> [Given entries]:
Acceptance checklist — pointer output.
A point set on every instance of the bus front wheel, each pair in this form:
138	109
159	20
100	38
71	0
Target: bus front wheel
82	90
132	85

> [What is required]: Copy every entry exactly. Leave nothing out.

> [Response to this exercise]:
Acceptance checklist — pointer output.
A point set on every instance of the bus front wheel, each pair in this form:
138	109
159	20
100	38
71	0
Target: bus front wheel
82	90
132	85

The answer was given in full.